--- ИСХОДНЫЕ ДАННЫЕ ---
"""

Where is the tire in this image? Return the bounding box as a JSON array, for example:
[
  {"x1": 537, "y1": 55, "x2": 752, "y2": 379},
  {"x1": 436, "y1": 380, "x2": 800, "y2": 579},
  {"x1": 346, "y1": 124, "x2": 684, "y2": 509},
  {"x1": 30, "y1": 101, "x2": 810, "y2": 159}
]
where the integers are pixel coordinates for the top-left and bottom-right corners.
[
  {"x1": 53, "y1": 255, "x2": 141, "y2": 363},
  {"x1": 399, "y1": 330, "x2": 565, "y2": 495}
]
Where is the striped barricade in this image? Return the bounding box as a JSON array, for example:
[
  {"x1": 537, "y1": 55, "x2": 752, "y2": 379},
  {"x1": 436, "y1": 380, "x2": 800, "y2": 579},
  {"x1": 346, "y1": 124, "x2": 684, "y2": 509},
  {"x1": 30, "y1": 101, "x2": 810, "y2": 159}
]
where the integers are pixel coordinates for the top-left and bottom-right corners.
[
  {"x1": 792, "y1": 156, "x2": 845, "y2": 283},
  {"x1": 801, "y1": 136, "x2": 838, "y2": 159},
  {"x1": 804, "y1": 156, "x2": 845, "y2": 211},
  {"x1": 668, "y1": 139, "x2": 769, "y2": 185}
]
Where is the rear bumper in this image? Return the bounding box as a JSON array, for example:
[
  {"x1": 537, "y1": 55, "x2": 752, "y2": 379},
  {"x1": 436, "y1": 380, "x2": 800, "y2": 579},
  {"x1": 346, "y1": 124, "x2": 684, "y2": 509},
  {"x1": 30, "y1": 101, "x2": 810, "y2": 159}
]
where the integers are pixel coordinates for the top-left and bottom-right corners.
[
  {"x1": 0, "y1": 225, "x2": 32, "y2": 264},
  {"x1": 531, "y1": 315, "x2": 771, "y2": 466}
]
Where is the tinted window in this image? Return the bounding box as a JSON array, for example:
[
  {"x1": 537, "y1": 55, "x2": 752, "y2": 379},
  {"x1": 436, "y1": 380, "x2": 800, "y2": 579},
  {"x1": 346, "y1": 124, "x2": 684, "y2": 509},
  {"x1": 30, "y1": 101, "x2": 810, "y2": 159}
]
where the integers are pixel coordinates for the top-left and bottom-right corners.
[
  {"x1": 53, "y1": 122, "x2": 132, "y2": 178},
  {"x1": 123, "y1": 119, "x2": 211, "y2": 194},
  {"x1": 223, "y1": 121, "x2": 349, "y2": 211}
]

"""

--- УСЛОВИЕ ЗАДАЧИ ---
Перенесите строки всех записей в нумерованный список, опустив пустые строки.

--- ПОЛНОЕ РЕШЕНИЕ ---
1. Where is the tire in this image? Return the bounding box as a JSON array, for example:
2. [
3.   {"x1": 537, "y1": 55, "x2": 752, "y2": 379},
4.   {"x1": 436, "y1": 380, "x2": 800, "y2": 579},
5.   {"x1": 346, "y1": 124, "x2": 684, "y2": 509},
6.   {"x1": 30, "y1": 101, "x2": 810, "y2": 159}
7. ]
8. where the integers are pixel coordinates for the top-left and bottom-right corners.
9. [
10.   {"x1": 53, "y1": 255, "x2": 141, "y2": 363},
11.   {"x1": 399, "y1": 330, "x2": 565, "y2": 495}
12. ]
13. Where is the striped barricade in this image? Return the bounding box as a JSON array, for example:
14. [
15.   {"x1": 537, "y1": 55, "x2": 752, "y2": 379},
16.   {"x1": 436, "y1": 380, "x2": 800, "y2": 579},
17.   {"x1": 346, "y1": 124, "x2": 684, "y2": 509},
18.   {"x1": 30, "y1": 101, "x2": 810, "y2": 159}
19. ]
20. where the integers are pixel coordinates for the top-left and bottom-right corners.
21. [
22.   {"x1": 792, "y1": 156, "x2": 845, "y2": 283},
23.   {"x1": 801, "y1": 136, "x2": 838, "y2": 159},
24.   {"x1": 804, "y1": 156, "x2": 845, "y2": 211},
25.   {"x1": 668, "y1": 139, "x2": 769, "y2": 185}
26. ]
27. Where is the rear bumper in this image? Return the bounding box as a JSON array, for example:
28. [
29.   {"x1": 537, "y1": 55, "x2": 752, "y2": 379},
30.   {"x1": 436, "y1": 380, "x2": 800, "y2": 579},
31.   {"x1": 346, "y1": 124, "x2": 684, "y2": 509},
32.   {"x1": 30, "y1": 101, "x2": 810, "y2": 159}
33. ]
34. where the integers are pixel coordinates for the top-left and bottom-right corners.
35. [
36.   {"x1": 0, "y1": 225, "x2": 32, "y2": 264},
37.   {"x1": 531, "y1": 315, "x2": 771, "y2": 466}
38. ]
39. Where is the tinted window in this image? Return the bounding box as a JSON array, for example:
40. [
41.   {"x1": 537, "y1": 55, "x2": 752, "y2": 379},
42.   {"x1": 436, "y1": 380, "x2": 800, "y2": 579},
43.   {"x1": 346, "y1": 124, "x2": 684, "y2": 509},
44.   {"x1": 30, "y1": 101, "x2": 810, "y2": 159}
45. ]
46. where the integers are pixel coordinates for the top-left and bottom-right corners.
47. [
48.   {"x1": 53, "y1": 122, "x2": 132, "y2": 178},
49.   {"x1": 123, "y1": 119, "x2": 211, "y2": 194},
50.   {"x1": 223, "y1": 121, "x2": 349, "y2": 211}
51. ]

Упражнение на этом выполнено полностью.